**** MATERI YANG DISEDIAKAN
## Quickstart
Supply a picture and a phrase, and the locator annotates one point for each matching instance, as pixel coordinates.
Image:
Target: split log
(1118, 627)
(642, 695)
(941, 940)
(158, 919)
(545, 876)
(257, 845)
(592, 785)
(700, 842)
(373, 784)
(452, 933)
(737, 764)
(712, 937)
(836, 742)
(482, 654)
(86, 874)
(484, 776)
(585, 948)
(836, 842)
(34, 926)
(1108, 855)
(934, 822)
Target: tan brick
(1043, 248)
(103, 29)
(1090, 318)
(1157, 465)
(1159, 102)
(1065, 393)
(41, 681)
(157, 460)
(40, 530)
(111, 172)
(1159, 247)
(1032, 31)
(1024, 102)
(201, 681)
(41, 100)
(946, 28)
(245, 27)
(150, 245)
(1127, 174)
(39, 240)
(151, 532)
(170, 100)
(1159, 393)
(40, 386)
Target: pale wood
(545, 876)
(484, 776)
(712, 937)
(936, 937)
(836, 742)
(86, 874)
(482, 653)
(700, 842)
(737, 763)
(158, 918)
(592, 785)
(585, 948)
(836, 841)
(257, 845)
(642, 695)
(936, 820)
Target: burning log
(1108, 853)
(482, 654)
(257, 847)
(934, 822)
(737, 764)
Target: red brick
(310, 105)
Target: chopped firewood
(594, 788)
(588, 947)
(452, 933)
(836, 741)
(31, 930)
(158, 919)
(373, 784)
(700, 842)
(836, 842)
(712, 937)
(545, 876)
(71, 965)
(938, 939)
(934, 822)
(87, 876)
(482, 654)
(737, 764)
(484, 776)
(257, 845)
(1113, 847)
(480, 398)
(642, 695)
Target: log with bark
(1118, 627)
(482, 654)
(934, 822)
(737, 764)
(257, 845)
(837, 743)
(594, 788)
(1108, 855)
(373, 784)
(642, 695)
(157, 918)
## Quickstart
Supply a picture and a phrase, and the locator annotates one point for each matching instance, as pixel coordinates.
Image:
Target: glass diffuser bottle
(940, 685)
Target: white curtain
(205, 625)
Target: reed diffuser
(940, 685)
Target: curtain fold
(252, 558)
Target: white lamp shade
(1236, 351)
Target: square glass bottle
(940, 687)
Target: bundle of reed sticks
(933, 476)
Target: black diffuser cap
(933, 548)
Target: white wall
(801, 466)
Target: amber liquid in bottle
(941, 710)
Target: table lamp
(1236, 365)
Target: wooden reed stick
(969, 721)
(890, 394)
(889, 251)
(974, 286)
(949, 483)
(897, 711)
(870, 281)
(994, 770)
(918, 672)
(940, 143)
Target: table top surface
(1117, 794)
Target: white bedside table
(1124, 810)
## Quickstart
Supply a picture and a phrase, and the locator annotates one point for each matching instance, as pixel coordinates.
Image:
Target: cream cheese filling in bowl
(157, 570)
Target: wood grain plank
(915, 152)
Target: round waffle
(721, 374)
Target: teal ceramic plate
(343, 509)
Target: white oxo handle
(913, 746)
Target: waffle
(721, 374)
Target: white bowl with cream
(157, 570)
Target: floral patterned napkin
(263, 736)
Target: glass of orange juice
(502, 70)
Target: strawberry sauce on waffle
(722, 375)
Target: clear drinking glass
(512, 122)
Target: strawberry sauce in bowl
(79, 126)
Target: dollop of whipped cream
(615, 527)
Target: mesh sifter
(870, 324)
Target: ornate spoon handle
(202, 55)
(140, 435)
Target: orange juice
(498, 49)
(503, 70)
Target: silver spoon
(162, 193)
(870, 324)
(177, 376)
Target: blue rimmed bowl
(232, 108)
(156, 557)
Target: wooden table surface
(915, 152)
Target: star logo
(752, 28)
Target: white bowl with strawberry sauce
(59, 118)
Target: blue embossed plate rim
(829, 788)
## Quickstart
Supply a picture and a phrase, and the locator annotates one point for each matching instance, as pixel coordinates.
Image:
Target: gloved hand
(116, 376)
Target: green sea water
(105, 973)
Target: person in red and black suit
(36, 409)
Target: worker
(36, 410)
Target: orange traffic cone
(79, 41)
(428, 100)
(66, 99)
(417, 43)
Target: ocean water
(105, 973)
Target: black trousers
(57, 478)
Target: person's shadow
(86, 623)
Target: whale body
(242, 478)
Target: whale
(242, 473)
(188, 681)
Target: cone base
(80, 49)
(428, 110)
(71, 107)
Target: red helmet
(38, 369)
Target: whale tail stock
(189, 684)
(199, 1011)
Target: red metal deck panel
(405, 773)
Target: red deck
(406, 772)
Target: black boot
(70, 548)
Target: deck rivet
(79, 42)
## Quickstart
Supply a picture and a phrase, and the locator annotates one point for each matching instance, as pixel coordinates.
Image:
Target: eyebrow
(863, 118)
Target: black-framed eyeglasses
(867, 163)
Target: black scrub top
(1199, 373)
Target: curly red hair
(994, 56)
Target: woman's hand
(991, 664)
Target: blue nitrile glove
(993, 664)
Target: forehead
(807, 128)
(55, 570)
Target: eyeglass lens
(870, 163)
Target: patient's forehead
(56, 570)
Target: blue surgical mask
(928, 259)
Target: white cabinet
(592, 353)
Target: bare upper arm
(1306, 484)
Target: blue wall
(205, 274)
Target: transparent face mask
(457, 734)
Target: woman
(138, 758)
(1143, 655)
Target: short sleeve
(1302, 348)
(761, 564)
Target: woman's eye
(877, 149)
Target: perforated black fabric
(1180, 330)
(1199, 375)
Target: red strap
********
### PEKERJAAN YANG DIMINTA
Bisakah Anda menyusun seluruh baris materi di atas menjadi daftar JSON berisi string, satu string untuk setiap baris, tanpa menyertakan baris kosong?

### PENYELESAIAN LATIHAN
[
  "## Quickstart",
  "Supply a picture and a phrase, and the locator annotates one point for each matching instance, as pixel coordinates.",
  "Image:",
  "Target: split log",
  "(1118, 627)",
  "(642, 695)",
  "(941, 940)",
  "(158, 919)",
  "(545, 876)",
  "(257, 845)",
  "(592, 785)",
  "(700, 842)",
  "(373, 784)",
  "(452, 933)",
  "(737, 764)",
  "(712, 937)",
  "(836, 742)",
  "(482, 654)",
  "(86, 874)",
  "(484, 776)",
  "(585, 948)",
  "(836, 842)",
  "(34, 926)",
  "(1108, 855)",
  "(934, 822)",
  "Target: tan brick",
  "(1043, 248)",
  "(103, 29)",
  "(1090, 318)",
  "(1157, 465)",
  "(1159, 102)",
  "(1065, 393)",
  "(41, 681)",
  "(157, 460)",
  "(40, 530)",
  "(111, 172)",
  "(1159, 247)",
  "(1032, 31)",
  "(1024, 102)",
  "(201, 681)",
  "(41, 100)",
  "(946, 28)",
  "(245, 27)",
  "(150, 245)",
  "(1127, 174)",
  "(39, 240)",
  "(151, 532)",
  "(170, 100)",
  "(1159, 393)",
  "(40, 386)",
  "Target: pale wood",
  "(545, 876)",
  "(484, 776)",
  "(712, 937)",
  "(936, 937)",
  "(836, 742)",
  "(86, 874)",
  "(482, 653)",
  "(700, 842)",
  "(737, 763)",
  "(158, 918)",
  "(592, 785)",
  "(585, 948)",
  "(836, 841)",
  "(257, 845)",
  "(642, 695)",
  "(936, 820)",
  "Target: burning log",
  "(1108, 853)",
  "(482, 654)",
  "(257, 847)",
  "(934, 822)",
  "(737, 764)",
  "Target: red brick",
  "(310, 105)",
  "Target: chopped firewood",
  "(594, 788)",
  "(588, 947)",
  "(452, 933)",
  "(836, 741)",
  "(31, 930)",
  "(158, 919)",
  "(373, 784)",
  "(700, 842)",
  "(836, 842)",
  "(712, 937)",
  "(545, 876)",
  "(71, 965)",
  "(938, 939)",
  "(934, 822)",
  "(87, 876)",
  "(482, 654)",
  "(737, 764)",
  "(484, 776)",
  "(257, 845)",
  "(1113, 847)",
  "(480, 398)",
  "(642, 695)",
  "Target: log with bark",
  "(1118, 627)",
  "(482, 654)",
  "(934, 822)",
  "(737, 764)",
  "(257, 845)",
  "(837, 743)",
  "(594, 788)",
  "(1108, 855)",
  "(373, 784)",
  "(642, 695)",
  "(157, 918)",
  "## Quickstart",
  "Supply a picture and a phrase, and the locator annotates one point for each matching instance, as pixel coordinates.",
  "Image:",
  "Target: glass diffuser bottle",
  "(940, 685)",
  "Target: white curtain",
  "(205, 625)",
  "Target: reed diffuser",
  "(940, 685)",
  "Target: curtain fold",
  "(252, 558)",
  "Target: white lamp shade",
  "(1236, 351)",
  "Target: square glass bottle",
  "(940, 687)",
  "Target: bundle of reed sticks",
  "(933, 476)",
  "Target: black diffuser cap",
  "(933, 548)",
  "Target: white wall",
  "(801, 466)",
  "Target: amber liquid in bottle",
  "(941, 710)",
  "Target: table lamp",
  "(1236, 365)",
  "Target: wooden reed stick",
  "(969, 721)",
  "(890, 394)",
  "(889, 251)",
  "(974, 286)",
  "(949, 483)",
  "(897, 711)",
  "(870, 281)",
  "(994, 770)",
  "(918, 672)",
  "(940, 143)",
  "Target: table top surface",
  "(1117, 794)",
  "Target: white bedside table",
  "(1124, 810)",
  "## Quickstart",
  "Supply a picture and a phrase, and the locator annotates one point for each matching instance, as pixel coordinates.",
  "Image:",
  "Target: cream cheese filling in bowl",
  "(157, 570)",
  "Target: wood grain plank",
  "(915, 152)",
  "Target: round waffle",
  "(721, 374)",
  "Target: teal ceramic plate",
  "(343, 509)",
  "Target: white oxo handle",
  "(913, 746)",
  "Target: waffle",
  "(721, 374)",
  "Target: white bowl with cream",
  "(157, 570)",
  "Target: floral patterned napkin",
  "(263, 736)",
  "Target: glass of orange juice",
  "(502, 70)",
  "Target: strawberry sauce on waffle",
  "(722, 375)",
  "Target: clear drinking glass",
  "(512, 122)",
  "Target: strawberry sauce in bowl",
  "(79, 126)",
  "Target: dollop of whipped cream",
  "(615, 527)",
  "Target: mesh sifter",
  "(870, 324)",
  "Target: ornate spoon handle",
  "(202, 55)",
  "(140, 435)",
  "Target: orange juice",
  "(498, 49)",
  "(503, 70)",
  "Target: silver spoon",
  "(162, 193)",
  "(870, 324)",
  "(177, 376)",
  "Target: blue rimmed bowl",
  "(232, 108)",
  "(156, 557)",
  "Target: wooden table surface",
  "(915, 152)",
  "Target: star logo",
  "(752, 28)",
  "Target: white bowl with strawberry sauce",
  "(59, 118)",
  "Target: blue embossed plate rim",
  "(829, 788)",
  "## Quickstart",
  "Supply a picture and a phrase, and the locator annotates one point for each matching instance, as pixel coordinates.",
  "Image:",
  "Target: gloved hand",
  "(116, 376)",
  "Target: green sea water",
  "(105, 973)",
  "Target: person in red and black suit",
  "(36, 409)",
  "Target: worker",
  "(36, 410)",
  "Target: orange traffic cone",
  "(79, 41)",
  "(428, 100)",
  "(66, 99)",
  "(417, 43)",
  "Target: ocean water",
  "(105, 973)",
  "Target: black trousers",
  "(57, 478)",
  "Target: person's shadow",
  "(86, 623)",
  "Target: whale body",
  "(242, 478)",
  "Target: whale",
  "(242, 473)",
  "(188, 681)",
  "Target: cone base",
  "(80, 49)",
  "(428, 110)",
  "(71, 107)",
  "Target: red helmet",
  "(38, 369)",
  "Target: whale tail stock",
  "(189, 684)",
  "(199, 1011)",
  "Target: red metal deck panel",
  "(405, 773)",
  "Target: red deck",
  "(406, 772)",
  "Target: black boot",
  "(70, 548)",
  "Target: deck rivet",
  "(79, 42)",
  "## Quickstart",
  "Supply a picture and a phrase, and the locator annotates one point for each matching instance, as pixel coordinates.",
  "Image:",
  "Target: eyebrow",
  "(863, 118)",
  "Target: black-framed eyeglasses",
  "(867, 163)",
  "Target: black scrub top",
  "(1199, 373)",
  "Target: curly red hair",
  "(994, 56)",
  "Target: woman's hand",
  "(991, 664)",
  "Target: blue nitrile glove",
  "(993, 664)",
  "Target: forehead",
  "(807, 128)",
  "(55, 570)",
  "Target: eyeglass lens",
  "(870, 163)",
  "Target: patient's forehead",
  "(56, 570)",
  "Target: blue surgical mask",
  "(928, 259)",
  "Target: white cabinet",
  "(592, 353)",
  "Target: bare upper arm",
  "(1306, 484)",
  "Target: blue wall",
  "(205, 274)",
  "Target: transparent face mask",
  "(457, 734)",
  "Target: woman",
  "(138, 758)",
  "(1143, 655)",
  "Target: short sleeve",
  "(1302, 348)",
  "(761, 564)",
  "Target: woman's eye",
  "(877, 149)",
  "Target: perforated black fabric",
  "(1180, 330)",
  "(1199, 375)",
  "Target: red strap"
]